- **Task statement**: All of the data that follows should be retyped exactly as it appears.

---- Information given

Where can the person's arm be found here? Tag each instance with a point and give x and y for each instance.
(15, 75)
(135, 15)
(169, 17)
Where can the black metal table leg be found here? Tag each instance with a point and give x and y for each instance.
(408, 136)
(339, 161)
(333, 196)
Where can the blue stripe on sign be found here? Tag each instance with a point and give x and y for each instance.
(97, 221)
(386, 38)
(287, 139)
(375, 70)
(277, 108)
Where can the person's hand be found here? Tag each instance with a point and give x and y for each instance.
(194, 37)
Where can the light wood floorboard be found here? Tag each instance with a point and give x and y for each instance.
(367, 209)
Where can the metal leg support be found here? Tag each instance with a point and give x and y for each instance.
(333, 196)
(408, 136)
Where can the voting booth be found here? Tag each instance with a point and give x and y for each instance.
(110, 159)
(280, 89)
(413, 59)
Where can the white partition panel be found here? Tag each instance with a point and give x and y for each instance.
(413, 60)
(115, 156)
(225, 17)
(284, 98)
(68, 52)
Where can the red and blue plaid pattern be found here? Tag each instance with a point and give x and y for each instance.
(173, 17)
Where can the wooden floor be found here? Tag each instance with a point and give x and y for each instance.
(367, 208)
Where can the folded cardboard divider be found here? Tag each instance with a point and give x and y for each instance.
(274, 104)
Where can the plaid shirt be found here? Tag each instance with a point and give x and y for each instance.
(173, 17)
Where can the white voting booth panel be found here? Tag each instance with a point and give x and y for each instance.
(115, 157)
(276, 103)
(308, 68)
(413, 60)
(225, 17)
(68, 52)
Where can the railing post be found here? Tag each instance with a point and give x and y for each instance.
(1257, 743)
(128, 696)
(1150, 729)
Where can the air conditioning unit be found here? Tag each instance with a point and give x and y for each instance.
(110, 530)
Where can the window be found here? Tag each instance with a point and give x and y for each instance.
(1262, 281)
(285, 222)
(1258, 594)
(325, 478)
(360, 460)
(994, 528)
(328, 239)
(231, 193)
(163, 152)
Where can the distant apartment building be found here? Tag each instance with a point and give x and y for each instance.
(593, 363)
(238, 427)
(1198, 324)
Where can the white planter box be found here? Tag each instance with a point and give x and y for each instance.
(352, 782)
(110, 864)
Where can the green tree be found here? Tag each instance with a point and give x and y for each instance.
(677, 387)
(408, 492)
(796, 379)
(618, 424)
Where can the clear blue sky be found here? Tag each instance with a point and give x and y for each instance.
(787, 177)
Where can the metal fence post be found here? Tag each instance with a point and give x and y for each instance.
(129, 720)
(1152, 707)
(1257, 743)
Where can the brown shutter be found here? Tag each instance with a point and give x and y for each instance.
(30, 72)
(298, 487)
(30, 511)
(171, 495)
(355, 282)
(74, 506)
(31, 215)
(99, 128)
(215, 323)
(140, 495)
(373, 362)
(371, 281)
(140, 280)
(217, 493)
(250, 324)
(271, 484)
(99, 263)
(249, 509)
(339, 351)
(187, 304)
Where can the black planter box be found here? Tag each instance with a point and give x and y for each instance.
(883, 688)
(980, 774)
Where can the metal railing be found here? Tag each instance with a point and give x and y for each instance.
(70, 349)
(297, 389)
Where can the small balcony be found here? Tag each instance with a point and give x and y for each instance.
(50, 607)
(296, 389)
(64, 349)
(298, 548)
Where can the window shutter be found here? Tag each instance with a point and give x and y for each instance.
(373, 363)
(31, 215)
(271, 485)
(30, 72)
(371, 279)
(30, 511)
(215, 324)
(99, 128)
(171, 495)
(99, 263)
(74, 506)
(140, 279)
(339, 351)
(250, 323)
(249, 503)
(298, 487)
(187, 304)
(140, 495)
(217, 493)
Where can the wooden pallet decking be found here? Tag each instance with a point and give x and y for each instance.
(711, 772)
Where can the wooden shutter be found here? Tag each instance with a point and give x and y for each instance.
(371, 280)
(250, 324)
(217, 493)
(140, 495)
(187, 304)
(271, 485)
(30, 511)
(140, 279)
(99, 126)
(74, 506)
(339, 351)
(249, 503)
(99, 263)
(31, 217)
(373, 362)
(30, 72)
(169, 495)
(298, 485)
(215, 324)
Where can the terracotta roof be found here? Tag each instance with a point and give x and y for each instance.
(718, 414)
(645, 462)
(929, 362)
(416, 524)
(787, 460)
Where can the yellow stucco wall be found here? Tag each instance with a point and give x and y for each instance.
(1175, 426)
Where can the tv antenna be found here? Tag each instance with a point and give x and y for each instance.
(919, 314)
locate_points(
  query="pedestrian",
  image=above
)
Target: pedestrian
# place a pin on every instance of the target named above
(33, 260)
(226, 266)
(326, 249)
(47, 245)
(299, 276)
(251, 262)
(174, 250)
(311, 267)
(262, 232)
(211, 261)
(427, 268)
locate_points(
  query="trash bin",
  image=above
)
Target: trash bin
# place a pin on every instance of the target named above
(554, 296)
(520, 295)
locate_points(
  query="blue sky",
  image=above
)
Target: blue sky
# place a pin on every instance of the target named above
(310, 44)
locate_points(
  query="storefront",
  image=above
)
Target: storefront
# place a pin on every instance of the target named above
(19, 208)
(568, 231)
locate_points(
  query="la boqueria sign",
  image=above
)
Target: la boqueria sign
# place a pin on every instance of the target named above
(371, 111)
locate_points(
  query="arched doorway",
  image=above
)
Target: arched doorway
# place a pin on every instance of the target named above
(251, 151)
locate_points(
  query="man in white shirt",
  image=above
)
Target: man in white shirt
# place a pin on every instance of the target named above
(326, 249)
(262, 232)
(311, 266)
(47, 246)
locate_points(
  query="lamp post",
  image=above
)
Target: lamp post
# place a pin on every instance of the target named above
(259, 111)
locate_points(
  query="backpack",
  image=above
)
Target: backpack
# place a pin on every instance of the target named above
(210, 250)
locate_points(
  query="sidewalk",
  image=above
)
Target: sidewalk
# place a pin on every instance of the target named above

--------

- **Response**:
Where can the person's arm be found here? Tag each instance with a point and give x and y for each instance.
(15, 75)
(135, 15)
(169, 17)
Where can the black metal table leg be found here? Tag each instance with a point and give x and y for each instance.
(408, 136)
(339, 161)
(333, 196)
Where can the blue stripe on sign be found here? Tag each instance with a point and give x and y for each instance.
(97, 221)
(386, 38)
(287, 139)
(375, 70)
(277, 108)
Where can the person's hand be found here? Tag each instance with a point and give x and y for each instance.
(194, 37)
Where can the light wood floorboard be found here? Tag each instance with a point and give x and y for each instance.
(367, 209)
Where can the metal leg support be found here? Tag each instance with a point and give x and y for each instance.
(333, 196)
(408, 136)
Where can the voting booth be found here? Tag each instance with a point and give x and y for each instance.
(110, 159)
(280, 89)
(413, 59)
Where can the white partition panel be found here? Tag each instance with a point and give x and y for each instance.
(413, 60)
(115, 156)
(225, 17)
(284, 98)
(68, 52)
Where can the red and blue plaid pattern be found here? Tag each instance with a point and give x and y for each instance.
(173, 17)
Where can the wooden floor be found here? Tag each instance with a point and give x and y for each instance.
(367, 208)
Where can the folded cardboard divider be found here? Tag each instance with a point and give x and y for each instance.
(274, 104)
Where can the plaid shirt be found here? Tag each instance with a point and give x and y for each instance.
(173, 17)
Where can the white voting booth panel be found here? Tag each instance with a point and give x and y for each instance.
(115, 157)
(276, 103)
(308, 68)
(413, 60)
(225, 17)
(68, 52)
Where can the railing post be found here? Tag each instance with a point and give x and y for each instance.
(1257, 743)
(128, 696)
(1150, 729)
Where can the air conditioning unit be found here? Tag each instance with a point and give x and y for each instance.
(110, 530)
Where can the window be found here? Tag each instance with a point and give x and y for each instance.
(1262, 281)
(285, 222)
(1258, 594)
(325, 478)
(360, 460)
(994, 528)
(328, 239)
(231, 193)
(163, 152)
Where can the distant apartment building be found here? Tag each instance with a point and give x and y for each instance.
(593, 363)
(238, 427)
(1198, 324)
Where can the white planter box be found here? Tag each instance with a point and give x and y for each instance.
(352, 782)
(110, 864)
Where can the green tree be found here? Tag each instance with a point and give x and y for each instance.
(677, 387)
(408, 492)
(796, 379)
(618, 424)
Where can the clear blue sky be found here? Tag each instance with a point and give x and y for each instance.
(787, 177)
Where can the metal fence post be found here? Tag each instance with a point and give x and y for each instance.
(129, 720)
(1152, 707)
(1257, 743)
Where can the brown shutter be found here? Tag each instance with a point and give x and y for each instance.
(30, 72)
(298, 487)
(30, 511)
(171, 495)
(355, 282)
(74, 506)
(31, 215)
(99, 128)
(215, 323)
(140, 495)
(373, 362)
(371, 281)
(140, 280)
(217, 493)
(250, 324)
(271, 484)
(99, 263)
(249, 509)
(339, 351)
(187, 304)
Where can the black planter box be found here? Tag each instance with a point and give x and y for each instance.
(883, 688)
(980, 774)
Where can the metal railing be found here? Tag each instance with a point and give x and y for each instance.
(70, 349)
(297, 389)
Where can the small balcony be found here? Tag each instance with a point and give x and y for each instance.
(50, 607)
(296, 389)
(64, 349)
(298, 548)
Where can the window shutter be found here? Tag each instance with a point and give x and y for each instance.
(373, 363)
(31, 215)
(271, 485)
(30, 72)
(371, 279)
(30, 511)
(215, 324)
(99, 128)
(171, 495)
(99, 263)
(74, 506)
(140, 279)
(339, 351)
(250, 323)
(249, 503)
(298, 487)
(187, 304)
(140, 495)
(217, 493)
Where can the wooden pallet decking be found here? Tag each instance with a point and give x and y for each instance.
(711, 772)
Where can the wooden shutter be found here? Tag each instance with a point and give x and y for each instance.
(371, 280)
(250, 324)
(217, 493)
(140, 495)
(187, 304)
(271, 485)
(30, 511)
(140, 279)
(99, 126)
(74, 506)
(339, 351)
(249, 503)
(99, 263)
(31, 217)
(373, 362)
(30, 72)
(169, 495)
(298, 485)
(215, 324)
Where can the terracotta roof be found here? Tag each instance with a point and give x and y for each instance.
(718, 414)
(645, 462)
(929, 362)
(416, 524)
(787, 460)
Where can the yellow stucco wall be found here? Tag each instance with a point and give x and y for each instance.
(1175, 426)
Where can the tv antenna be found here? Tag each instance with a point and give x and y for each instance.
(919, 314)
locate_points(
  query="pedestrian",
  image=above
)
Target: pedestrian
# place a pin on every instance of the target named above
(33, 260)
(226, 266)
(326, 249)
(47, 245)
(299, 276)
(251, 262)
(174, 250)
(311, 267)
(262, 232)
(211, 261)
(427, 268)
locate_points(
  query="trash bin",
  image=above
)
Target: trash bin
# place a pin on every instance of the target named above
(554, 296)
(520, 295)
locate_points(
  query="blue sky",
  image=above
)
Target: blue sky
# place a pin on every instance of the target named above
(310, 44)
locate_points(
  query="storefront",
  image=above
)
Target: storefront
# place a pin on every instance of the target named above
(19, 208)
(568, 231)
locate_points(
  query="la boqueria sign",
  image=above
)
Target: la boqueria sign
# place a pin on every instance of the target named above
(371, 111)
locate_points(
  query="arched doorway",
  image=above
)
Target: arched doorway
# place a pin on every instance of the target named above
(251, 151)
locate_points(
  query="man in white shirt",
  image=above
)
Target: man in white shirt
# place a pin on every instance of the target named above
(326, 249)
(262, 232)
(311, 266)
(47, 246)
locate_points(
  query="lamp post",
  image=above
)
Target: lamp post
# place a pin on every instance of the target named above
(259, 111)
locate_points(
  query="backpack",
  image=above
)
Target: backpack
# place a pin on every instance of the target named above
(210, 250)
locate_points(
  query="sidewalk",
  image=above
)
Target: sidewalk
# place a pin on every instance of the target named above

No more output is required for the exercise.